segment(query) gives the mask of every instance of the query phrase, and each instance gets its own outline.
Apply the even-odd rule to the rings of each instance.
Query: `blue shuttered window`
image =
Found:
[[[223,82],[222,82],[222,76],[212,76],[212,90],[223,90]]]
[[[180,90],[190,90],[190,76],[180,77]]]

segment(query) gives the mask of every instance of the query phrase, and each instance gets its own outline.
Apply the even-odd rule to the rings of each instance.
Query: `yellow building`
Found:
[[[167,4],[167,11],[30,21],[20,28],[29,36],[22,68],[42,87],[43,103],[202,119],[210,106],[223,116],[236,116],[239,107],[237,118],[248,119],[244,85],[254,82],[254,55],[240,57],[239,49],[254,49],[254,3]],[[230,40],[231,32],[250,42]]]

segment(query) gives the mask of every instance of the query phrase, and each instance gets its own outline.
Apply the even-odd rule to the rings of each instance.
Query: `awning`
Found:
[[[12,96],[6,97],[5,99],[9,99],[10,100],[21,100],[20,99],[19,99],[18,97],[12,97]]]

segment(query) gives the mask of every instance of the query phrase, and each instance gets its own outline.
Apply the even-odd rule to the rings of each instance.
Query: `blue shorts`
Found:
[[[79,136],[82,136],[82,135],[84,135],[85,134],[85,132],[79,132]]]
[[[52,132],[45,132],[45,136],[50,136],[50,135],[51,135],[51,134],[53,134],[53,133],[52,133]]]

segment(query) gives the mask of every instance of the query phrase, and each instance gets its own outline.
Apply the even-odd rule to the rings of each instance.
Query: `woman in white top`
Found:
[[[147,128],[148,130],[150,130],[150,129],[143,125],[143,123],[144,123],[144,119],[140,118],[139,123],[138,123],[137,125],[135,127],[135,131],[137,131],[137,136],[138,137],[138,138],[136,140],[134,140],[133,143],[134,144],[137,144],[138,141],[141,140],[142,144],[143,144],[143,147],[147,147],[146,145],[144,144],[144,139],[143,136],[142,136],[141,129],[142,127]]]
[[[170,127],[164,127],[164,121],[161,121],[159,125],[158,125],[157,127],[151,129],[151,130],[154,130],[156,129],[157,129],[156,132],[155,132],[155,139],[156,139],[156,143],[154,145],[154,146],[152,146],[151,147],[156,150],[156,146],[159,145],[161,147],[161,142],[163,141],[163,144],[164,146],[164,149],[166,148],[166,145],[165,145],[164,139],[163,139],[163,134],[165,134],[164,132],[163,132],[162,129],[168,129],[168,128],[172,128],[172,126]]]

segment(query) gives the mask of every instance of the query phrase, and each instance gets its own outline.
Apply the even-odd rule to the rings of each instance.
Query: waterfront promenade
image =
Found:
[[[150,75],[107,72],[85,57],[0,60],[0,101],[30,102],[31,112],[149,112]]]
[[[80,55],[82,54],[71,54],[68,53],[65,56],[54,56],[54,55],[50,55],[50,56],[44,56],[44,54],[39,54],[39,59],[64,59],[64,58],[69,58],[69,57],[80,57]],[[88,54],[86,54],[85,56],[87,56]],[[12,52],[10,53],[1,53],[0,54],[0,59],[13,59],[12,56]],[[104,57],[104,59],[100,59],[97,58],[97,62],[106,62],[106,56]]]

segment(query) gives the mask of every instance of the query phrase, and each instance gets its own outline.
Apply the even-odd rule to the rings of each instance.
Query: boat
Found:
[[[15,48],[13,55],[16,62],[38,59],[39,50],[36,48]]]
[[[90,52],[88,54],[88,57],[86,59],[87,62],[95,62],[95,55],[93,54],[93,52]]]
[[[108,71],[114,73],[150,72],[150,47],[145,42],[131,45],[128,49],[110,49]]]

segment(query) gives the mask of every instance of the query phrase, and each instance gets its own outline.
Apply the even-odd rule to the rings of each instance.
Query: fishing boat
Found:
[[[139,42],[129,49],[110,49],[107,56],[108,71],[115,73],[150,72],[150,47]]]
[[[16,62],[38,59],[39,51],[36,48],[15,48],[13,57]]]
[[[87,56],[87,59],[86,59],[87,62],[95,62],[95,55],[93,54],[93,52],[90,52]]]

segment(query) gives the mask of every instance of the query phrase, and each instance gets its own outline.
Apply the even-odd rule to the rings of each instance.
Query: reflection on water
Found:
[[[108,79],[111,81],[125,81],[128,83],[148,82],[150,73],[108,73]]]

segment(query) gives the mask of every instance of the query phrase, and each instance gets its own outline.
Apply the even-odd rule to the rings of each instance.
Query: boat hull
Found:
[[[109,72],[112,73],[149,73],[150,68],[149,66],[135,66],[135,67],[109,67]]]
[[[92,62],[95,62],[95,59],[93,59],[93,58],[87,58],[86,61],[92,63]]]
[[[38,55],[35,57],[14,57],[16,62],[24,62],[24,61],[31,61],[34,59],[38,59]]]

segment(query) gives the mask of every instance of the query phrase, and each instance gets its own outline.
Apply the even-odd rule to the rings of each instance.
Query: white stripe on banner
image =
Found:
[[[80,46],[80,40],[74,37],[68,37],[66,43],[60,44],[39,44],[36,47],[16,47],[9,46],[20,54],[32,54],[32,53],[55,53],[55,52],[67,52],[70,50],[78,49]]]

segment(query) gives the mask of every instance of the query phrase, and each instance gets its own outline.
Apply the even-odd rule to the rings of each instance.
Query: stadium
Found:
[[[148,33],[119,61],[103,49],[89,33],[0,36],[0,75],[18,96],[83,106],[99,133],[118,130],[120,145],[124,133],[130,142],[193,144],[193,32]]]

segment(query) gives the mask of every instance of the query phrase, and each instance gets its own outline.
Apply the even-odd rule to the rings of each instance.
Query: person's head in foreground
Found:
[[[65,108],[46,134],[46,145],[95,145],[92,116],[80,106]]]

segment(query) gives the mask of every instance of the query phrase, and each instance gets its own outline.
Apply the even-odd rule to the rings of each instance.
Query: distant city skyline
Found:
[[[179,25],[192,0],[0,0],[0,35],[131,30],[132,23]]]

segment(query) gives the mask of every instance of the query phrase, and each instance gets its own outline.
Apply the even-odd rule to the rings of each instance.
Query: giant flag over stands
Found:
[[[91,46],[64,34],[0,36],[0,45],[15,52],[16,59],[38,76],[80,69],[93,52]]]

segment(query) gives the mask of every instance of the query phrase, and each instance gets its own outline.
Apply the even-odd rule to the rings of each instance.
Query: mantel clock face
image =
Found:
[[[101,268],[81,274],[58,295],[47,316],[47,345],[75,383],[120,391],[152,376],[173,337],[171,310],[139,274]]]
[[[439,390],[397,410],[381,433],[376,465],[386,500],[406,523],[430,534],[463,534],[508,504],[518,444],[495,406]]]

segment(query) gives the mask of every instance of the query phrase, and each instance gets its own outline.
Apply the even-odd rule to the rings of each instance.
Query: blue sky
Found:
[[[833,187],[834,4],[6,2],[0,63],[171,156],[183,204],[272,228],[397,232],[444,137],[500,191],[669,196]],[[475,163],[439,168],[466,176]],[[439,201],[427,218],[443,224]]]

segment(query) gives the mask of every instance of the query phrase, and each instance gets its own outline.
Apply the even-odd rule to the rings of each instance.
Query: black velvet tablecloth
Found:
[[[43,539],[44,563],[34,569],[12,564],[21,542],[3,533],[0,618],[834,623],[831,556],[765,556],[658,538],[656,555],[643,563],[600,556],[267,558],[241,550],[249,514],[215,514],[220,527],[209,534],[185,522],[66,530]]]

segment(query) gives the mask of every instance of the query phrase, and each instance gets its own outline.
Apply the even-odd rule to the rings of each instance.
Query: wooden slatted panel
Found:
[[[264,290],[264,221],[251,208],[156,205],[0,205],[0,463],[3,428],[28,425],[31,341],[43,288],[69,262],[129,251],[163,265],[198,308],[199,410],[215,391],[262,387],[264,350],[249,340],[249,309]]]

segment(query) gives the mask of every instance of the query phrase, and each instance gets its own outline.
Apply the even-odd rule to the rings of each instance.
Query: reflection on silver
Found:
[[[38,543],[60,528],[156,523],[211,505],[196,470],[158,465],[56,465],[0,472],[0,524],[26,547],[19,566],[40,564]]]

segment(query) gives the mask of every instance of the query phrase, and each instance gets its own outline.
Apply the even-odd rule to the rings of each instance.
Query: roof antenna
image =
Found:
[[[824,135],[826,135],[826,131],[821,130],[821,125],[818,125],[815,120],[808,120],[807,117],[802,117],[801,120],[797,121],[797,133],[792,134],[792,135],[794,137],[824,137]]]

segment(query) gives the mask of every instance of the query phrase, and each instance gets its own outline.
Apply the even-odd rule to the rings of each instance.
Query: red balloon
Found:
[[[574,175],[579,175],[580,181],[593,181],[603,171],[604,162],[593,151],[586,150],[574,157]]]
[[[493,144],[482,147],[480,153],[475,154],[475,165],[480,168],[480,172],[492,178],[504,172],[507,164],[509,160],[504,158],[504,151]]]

- _Exercise directions_:
Please report how many lines in the items above contain the string "white", treating case as significant. Give only the number.

- _Written reply_:
2